* _What to do_
Give only the number of lines in the rows below that contain the string "window". Letter case counts when matching.

* _Listing_
— Start —

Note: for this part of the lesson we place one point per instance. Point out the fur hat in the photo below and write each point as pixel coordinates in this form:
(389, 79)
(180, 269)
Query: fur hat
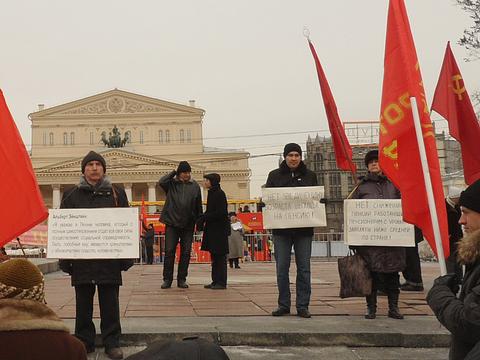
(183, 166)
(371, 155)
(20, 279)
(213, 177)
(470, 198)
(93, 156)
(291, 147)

— End —
— Start —

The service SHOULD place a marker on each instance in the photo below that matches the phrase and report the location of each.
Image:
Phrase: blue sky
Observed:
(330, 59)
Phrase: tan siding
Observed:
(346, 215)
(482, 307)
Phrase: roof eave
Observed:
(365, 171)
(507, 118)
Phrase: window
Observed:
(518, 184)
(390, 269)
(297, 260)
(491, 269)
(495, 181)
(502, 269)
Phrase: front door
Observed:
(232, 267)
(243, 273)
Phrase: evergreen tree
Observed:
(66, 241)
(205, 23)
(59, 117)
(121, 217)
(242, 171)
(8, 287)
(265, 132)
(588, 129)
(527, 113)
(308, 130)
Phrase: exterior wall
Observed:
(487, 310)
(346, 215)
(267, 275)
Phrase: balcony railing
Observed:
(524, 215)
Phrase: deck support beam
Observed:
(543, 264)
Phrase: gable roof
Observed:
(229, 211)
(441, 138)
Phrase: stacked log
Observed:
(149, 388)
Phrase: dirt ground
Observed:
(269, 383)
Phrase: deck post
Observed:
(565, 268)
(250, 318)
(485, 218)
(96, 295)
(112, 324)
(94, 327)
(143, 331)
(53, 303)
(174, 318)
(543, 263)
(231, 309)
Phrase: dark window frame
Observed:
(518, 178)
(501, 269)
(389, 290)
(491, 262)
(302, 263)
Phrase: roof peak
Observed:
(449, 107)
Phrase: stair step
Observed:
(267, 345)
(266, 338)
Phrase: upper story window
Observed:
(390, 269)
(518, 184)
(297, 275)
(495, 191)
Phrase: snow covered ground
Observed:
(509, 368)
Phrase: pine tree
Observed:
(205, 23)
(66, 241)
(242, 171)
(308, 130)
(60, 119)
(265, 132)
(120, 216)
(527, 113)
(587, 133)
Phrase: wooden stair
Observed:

— End —
— Start —

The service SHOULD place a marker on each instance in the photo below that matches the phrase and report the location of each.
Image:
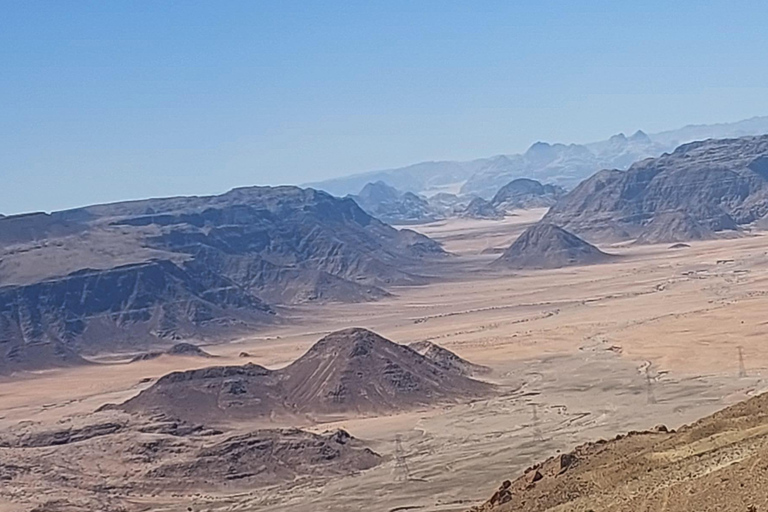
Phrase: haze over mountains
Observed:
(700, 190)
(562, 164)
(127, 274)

— End —

* _Result of this task_
3